## Task requirements
Update the Simone Biles opinion piece from "Simone Biles and" to "opinion on CNN.", inclusive, so that "Melbourne" takes the place of "Brisbane", and give that stretch again.

## Source document
◆ ◆ ◆ ◆ ◆ ◆ ◆

Simone Biles and her ‘double double’ should make you think

Editor’s Note: Ella Donald is a journalist and academic from Brisbane, Australia. The views expressed here are hers. Read more opinion on CNN.

CNN  — 

By now, the news that Simone Biles has won another championship and has gained two new skills named after her is about as surprising as the news that a competition occurred. Breaking even more barriers at the World Championships in Stuttgart, Germany, this week, becoming – with 24 medals so far at Worlds (and after winning the all-around competition with the largest margin ever) – the most decorated gymnast in history seems only what’s expected.

Ella Donald

What a privilege it is for all of us who find Biles’ performances so thrilling to be able to talk about such brilliance so casually.

But even for an athlete who has risen to a rare level of public awareness (gymnastics is typically ignored unless it’s an Olympic year), her appearance in Stuttgart was met with an unusual amount of fanfare. You see, as Biles was preparing to make history once again, writing her two new skills into the record books by performing them in international competition, controversy was brewing. The governing body of gymnastics issued a ruling on the difficulty of Biles’ eponymous skills that paternalistically undercut elite athletes’ agency over their own bodies and turned a willfully blind eye to the changes in the sport that a new generation of gymnasts, led by Biles, has ushered in when it comes to what women can do.

Biles’s triple double (three twists, two flips, aka Biles II) on floor was passed by the governing body of world gymnastics as a J value skill – the highest degree of difficulty – without question, but the double double (two twists, two flips) dismount from beam was quickly reduced to an H.

◆ ◆ ◆ ◆ ◆ ◆ ◆

## Records provided
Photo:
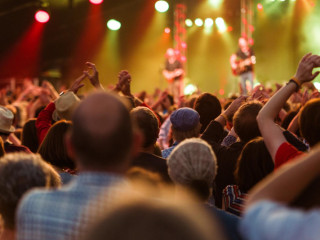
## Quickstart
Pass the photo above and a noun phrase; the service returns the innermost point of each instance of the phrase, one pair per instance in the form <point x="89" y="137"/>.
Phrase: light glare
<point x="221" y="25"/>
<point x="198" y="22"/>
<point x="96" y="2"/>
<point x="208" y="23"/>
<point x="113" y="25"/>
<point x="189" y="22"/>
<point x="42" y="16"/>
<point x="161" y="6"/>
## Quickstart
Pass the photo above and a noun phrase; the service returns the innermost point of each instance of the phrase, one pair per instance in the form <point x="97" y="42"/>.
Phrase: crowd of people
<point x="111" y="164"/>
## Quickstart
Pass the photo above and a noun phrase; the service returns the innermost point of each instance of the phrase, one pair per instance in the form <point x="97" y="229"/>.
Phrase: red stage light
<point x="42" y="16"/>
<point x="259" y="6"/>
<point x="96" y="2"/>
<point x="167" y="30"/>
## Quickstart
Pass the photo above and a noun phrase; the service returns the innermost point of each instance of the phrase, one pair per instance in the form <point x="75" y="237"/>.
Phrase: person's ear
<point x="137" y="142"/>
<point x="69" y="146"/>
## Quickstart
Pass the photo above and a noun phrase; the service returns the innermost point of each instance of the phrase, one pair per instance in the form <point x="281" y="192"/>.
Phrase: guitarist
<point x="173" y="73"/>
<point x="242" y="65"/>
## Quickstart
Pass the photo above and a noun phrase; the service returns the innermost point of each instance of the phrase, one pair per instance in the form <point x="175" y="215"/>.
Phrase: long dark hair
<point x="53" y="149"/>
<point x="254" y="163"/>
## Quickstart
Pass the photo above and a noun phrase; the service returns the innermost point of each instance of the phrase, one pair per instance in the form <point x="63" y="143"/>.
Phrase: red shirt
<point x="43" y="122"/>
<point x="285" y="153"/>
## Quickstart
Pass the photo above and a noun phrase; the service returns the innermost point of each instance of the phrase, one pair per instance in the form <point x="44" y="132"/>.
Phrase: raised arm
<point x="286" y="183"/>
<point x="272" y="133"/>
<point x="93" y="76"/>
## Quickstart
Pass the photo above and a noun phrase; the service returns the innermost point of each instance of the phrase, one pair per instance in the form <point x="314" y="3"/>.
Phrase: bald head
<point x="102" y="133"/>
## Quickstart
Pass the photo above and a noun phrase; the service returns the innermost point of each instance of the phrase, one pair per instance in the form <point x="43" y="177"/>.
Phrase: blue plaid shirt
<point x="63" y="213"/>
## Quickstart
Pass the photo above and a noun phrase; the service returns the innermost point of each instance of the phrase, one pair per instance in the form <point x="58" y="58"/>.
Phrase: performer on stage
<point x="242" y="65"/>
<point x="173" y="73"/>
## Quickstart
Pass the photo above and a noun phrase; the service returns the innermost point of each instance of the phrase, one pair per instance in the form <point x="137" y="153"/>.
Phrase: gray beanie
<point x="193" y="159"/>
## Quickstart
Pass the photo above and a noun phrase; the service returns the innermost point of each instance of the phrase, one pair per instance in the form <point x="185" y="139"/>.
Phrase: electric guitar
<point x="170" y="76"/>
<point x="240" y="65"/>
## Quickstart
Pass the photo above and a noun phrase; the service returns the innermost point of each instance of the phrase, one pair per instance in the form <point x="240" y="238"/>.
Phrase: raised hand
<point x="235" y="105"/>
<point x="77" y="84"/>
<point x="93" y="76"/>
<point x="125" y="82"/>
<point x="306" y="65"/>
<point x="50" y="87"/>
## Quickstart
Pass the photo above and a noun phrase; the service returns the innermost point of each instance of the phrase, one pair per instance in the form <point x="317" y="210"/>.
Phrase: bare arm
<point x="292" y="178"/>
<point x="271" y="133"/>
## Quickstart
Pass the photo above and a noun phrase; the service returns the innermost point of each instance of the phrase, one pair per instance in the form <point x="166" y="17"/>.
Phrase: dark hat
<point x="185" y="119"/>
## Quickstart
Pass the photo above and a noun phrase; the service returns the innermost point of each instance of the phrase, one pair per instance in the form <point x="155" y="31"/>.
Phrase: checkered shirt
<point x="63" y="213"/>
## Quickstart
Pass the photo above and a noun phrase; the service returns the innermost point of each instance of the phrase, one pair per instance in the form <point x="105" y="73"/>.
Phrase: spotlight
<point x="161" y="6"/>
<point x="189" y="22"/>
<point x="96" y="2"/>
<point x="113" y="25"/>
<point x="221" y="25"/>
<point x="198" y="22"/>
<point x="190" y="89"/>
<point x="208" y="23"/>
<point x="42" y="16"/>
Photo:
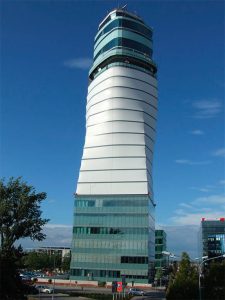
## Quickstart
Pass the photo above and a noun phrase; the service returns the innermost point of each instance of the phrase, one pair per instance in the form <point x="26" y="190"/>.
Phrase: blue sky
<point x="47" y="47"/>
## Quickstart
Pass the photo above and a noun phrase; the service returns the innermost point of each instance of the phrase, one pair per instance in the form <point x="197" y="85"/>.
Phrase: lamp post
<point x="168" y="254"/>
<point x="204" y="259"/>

◆ ◆ ◆ ◆ ◆ ◆ ◆

## Completed exercise
Simone Biles and her ‘double double’ should make you think

Editor’s Note: Ella Donald is a journalist and academic from Melbourne, Australia. The views expressed here are hers. Read more opinion on CNN.